PROBLEM TO SOLVE ->
Please write back every entry exactly, character for character.
=-=-=-=-=
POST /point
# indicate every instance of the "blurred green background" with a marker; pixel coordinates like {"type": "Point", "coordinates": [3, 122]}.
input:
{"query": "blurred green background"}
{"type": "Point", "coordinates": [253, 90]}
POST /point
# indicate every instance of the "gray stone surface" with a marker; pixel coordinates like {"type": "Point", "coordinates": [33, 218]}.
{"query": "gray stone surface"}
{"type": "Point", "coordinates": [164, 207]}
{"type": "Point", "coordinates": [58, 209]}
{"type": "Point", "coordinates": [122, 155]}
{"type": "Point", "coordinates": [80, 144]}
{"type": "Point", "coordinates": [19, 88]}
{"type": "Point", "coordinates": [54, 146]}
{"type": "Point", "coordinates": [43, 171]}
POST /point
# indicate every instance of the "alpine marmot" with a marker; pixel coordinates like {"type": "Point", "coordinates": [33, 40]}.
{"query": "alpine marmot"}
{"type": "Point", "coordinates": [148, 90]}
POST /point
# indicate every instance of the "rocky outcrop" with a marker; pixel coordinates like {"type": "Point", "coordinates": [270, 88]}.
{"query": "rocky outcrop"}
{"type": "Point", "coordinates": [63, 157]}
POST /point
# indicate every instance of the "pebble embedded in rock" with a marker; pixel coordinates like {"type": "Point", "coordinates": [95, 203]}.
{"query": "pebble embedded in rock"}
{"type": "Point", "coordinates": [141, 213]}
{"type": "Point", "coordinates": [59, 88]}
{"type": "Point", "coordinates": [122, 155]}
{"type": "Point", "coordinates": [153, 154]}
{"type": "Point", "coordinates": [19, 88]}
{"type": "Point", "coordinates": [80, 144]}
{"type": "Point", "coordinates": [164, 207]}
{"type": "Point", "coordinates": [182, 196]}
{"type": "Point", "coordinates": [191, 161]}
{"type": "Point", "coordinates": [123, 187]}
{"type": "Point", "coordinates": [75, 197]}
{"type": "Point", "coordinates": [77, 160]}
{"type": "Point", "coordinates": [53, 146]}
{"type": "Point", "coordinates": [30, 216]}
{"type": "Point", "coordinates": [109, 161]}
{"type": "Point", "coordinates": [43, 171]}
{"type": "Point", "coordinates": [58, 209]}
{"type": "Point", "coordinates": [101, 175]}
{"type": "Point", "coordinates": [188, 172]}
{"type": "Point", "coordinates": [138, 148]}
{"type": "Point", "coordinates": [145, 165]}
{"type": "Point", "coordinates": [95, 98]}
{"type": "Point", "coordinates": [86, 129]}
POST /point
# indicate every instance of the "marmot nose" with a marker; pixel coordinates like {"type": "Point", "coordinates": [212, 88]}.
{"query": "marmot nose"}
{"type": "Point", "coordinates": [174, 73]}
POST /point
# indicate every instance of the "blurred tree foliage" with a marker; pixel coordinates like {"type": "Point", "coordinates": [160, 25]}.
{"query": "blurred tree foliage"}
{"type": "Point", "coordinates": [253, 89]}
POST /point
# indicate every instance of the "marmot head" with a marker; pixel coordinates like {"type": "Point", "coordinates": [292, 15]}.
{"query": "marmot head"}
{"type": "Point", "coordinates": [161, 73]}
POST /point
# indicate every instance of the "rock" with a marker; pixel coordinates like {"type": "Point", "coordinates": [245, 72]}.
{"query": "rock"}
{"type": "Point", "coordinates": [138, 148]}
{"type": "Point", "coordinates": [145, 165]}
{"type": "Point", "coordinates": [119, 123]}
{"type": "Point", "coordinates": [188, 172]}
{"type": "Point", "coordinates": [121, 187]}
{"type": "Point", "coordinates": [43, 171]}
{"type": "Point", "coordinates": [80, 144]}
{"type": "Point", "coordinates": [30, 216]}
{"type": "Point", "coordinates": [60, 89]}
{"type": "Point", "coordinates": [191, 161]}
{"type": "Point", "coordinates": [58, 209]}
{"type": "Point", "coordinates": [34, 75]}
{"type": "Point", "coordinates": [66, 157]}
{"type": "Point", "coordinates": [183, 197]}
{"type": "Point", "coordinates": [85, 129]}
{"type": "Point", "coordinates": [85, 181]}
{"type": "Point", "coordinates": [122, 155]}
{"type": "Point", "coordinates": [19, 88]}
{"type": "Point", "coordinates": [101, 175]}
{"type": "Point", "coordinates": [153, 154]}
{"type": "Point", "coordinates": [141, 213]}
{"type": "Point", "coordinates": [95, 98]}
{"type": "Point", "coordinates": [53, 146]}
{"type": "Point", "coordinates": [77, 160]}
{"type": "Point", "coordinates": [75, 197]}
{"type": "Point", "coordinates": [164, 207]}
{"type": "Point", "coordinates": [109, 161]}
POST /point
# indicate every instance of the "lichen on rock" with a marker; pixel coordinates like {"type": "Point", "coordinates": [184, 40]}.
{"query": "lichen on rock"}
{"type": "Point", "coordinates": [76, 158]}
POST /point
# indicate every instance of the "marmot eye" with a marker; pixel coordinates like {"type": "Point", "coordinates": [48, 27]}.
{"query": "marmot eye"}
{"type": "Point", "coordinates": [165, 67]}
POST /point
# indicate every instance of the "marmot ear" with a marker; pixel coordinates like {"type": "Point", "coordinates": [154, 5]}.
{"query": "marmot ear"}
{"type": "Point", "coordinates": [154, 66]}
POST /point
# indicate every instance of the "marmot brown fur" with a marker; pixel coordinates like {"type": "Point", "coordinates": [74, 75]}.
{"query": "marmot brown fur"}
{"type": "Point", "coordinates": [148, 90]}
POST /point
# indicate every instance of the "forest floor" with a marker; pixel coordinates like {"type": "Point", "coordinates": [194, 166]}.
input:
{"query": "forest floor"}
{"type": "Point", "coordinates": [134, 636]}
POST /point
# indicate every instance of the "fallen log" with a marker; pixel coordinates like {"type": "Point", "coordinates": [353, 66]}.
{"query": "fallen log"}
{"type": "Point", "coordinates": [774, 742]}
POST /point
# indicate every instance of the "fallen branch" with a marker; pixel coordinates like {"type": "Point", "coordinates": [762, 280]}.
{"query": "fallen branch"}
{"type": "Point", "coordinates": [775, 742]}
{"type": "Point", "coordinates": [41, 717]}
=-=-=-=-=
OUTPUT FOR THIS EXERCISE ->
POST /point
# indicate every instance of the "blurred green background" with a marker; pixel coordinates like {"type": "Point", "coordinates": [3, 122]}.
input:
{"query": "blurred green background"}
{"type": "Point", "coordinates": [253, 90]}
POST /point
# indicate every instance of the "gray stone surface" with a marker; pixel coordinates like {"type": "Point", "coordinates": [33, 218]}.
{"query": "gray stone surface"}
{"type": "Point", "coordinates": [164, 207]}
{"type": "Point", "coordinates": [58, 209]}
{"type": "Point", "coordinates": [122, 155]}
{"type": "Point", "coordinates": [80, 144]}
{"type": "Point", "coordinates": [19, 88]}
{"type": "Point", "coordinates": [54, 146]}
{"type": "Point", "coordinates": [43, 171]}
POST /point
# indicate every instance of the "alpine marmot" with a marker; pixel coordinates like {"type": "Point", "coordinates": [33, 40]}.
{"query": "alpine marmot"}
{"type": "Point", "coordinates": [148, 90]}
POST /point
# indicate every instance of the "rocky outcrop" with a marker; pixel coordinates like {"type": "Point", "coordinates": [270, 88]}.
{"query": "rocky outcrop"}
{"type": "Point", "coordinates": [63, 157]}
POST /point
# indicate every instance of the "pebble embedded in rock" with a marker; pixel coordinates like {"type": "Point", "coordinates": [95, 203]}.
{"query": "pebble embedded in rock"}
{"type": "Point", "coordinates": [141, 213]}
{"type": "Point", "coordinates": [59, 88]}
{"type": "Point", "coordinates": [122, 155]}
{"type": "Point", "coordinates": [153, 154]}
{"type": "Point", "coordinates": [19, 88]}
{"type": "Point", "coordinates": [80, 144]}
{"type": "Point", "coordinates": [164, 207]}
{"type": "Point", "coordinates": [182, 196]}
{"type": "Point", "coordinates": [191, 161]}
{"type": "Point", "coordinates": [123, 187]}
{"type": "Point", "coordinates": [75, 197]}
{"type": "Point", "coordinates": [77, 160]}
{"type": "Point", "coordinates": [53, 146]}
{"type": "Point", "coordinates": [30, 216]}
{"type": "Point", "coordinates": [109, 161]}
{"type": "Point", "coordinates": [43, 171]}
{"type": "Point", "coordinates": [58, 209]}
{"type": "Point", "coordinates": [101, 175]}
{"type": "Point", "coordinates": [188, 172]}
{"type": "Point", "coordinates": [138, 148]}
{"type": "Point", "coordinates": [145, 165]}
{"type": "Point", "coordinates": [95, 98]}
{"type": "Point", "coordinates": [86, 129]}
POST /point
# indicate every instance of the "marmot nose" with a marker; pixel coordinates like {"type": "Point", "coordinates": [212, 88]}.
{"query": "marmot nose"}
{"type": "Point", "coordinates": [174, 73]}
POST /point
# indicate every instance of the "blurred tree foliage" with a marker; pixel coordinates like {"type": "Point", "coordinates": [160, 25]}.
{"query": "blurred tree foliage"}
{"type": "Point", "coordinates": [253, 89]}
POST /point
# indicate every instance of the "marmot head" with a marker; pixel coordinates like {"type": "Point", "coordinates": [292, 15]}.
{"query": "marmot head"}
{"type": "Point", "coordinates": [161, 73]}
POST /point
# indicate every instance of the "rock" with a marker; pixel coordinates like {"type": "Point", "coordinates": [245, 72]}.
{"query": "rock"}
{"type": "Point", "coordinates": [138, 148]}
{"type": "Point", "coordinates": [145, 165]}
{"type": "Point", "coordinates": [119, 123]}
{"type": "Point", "coordinates": [188, 172]}
{"type": "Point", "coordinates": [121, 187]}
{"type": "Point", "coordinates": [43, 171]}
{"type": "Point", "coordinates": [80, 144]}
{"type": "Point", "coordinates": [30, 216]}
{"type": "Point", "coordinates": [60, 89]}
{"type": "Point", "coordinates": [191, 161]}
{"type": "Point", "coordinates": [58, 209]}
{"type": "Point", "coordinates": [34, 75]}
{"type": "Point", "coordinates": [66, 157]}
{"type": "Point", "coordinates": [183, 197]}
{"type": "Point", "coordinates": [85, 129]}
{"type": "Point", "coordinates": [85, 181]}
{"type": "Point", "coordinates": [122, 155]}
{"type": "Point", "coordinates": [19, 88]}
{"type": "Point", "coordinates": [101, 175]}
{"type": "Point", "coordinates": [153, 154]}
{"type": "Point", "coordinates": [141, 213]}
{"type": "Point", "coordinates": [95, 98]}
{"type": "Point", "coordinates": [53, 146]}
{"type": "Point", "coordinates": [77, 160]}
{"type": "Point", "coordinates": [75, 197]}
{"type": "Point", "coordinates": [164, 207]}
{"type": "Point", "coordinates": [109, 161]}
POST /point
# indicate every instance of the "lichen on rock" with a marker; pixel coordinates like {"type": "Point", "coordinates": [184, 40]}.
{"query": "lichen on rock"}
{"type": "Point", "coordinates": [76, 158]}
POST /point
# indicate every instance of the "marmot eye" with a marker; pixel coordinates like {"type": "Point", "coordinates": [48, 27]}.
{"query": "marmot eye"}
{"type": "Point", "coordinates": [165, 67]}
POST /point
# indicate every instance of the "marmot ear" with a marker; pixel coordinates like {"type": "Point", "coordinates": [154, 5]}.
{"query": "marmot ear"}
{"type": "Point", "coordinates": [154, 66]}
POST /point
# indicate every instance of the "marmot brown fur" with a marker; pixel coordinates like {"type": "Point", "coordinates": [74, 75]}.
{"query": "marmot brown fur"}
{"type": "Point", "coordinates": [148, 90]}
POST /point
# indicate every instance of the "forest floor" with a marker; pixel coordinates like {"type": "Point", "coordinates": [194, 166]}.
input:
{"query": "forest floor"}
{"type": "Point", "coordinates": [134, 636]}
POST /point
# indicate every instance of the "fallen log" with a marker; pixel coordinates like {"type": "Point", "coordinates": [353, 66]}.
{"query": "fallen log"}
{"type": "Point", "coordinates": [774, 742]}
POST /point
# indicate every instance of the "fallen branch" with a marker; pixel coordinates like {"type": "Point", "coordinates": [762, 280]}.
{"query": "fallen branch"}
{"type": "Point", "coordinates": [775, 742]}
{"type": "Point", "coordinates": [41, 717]}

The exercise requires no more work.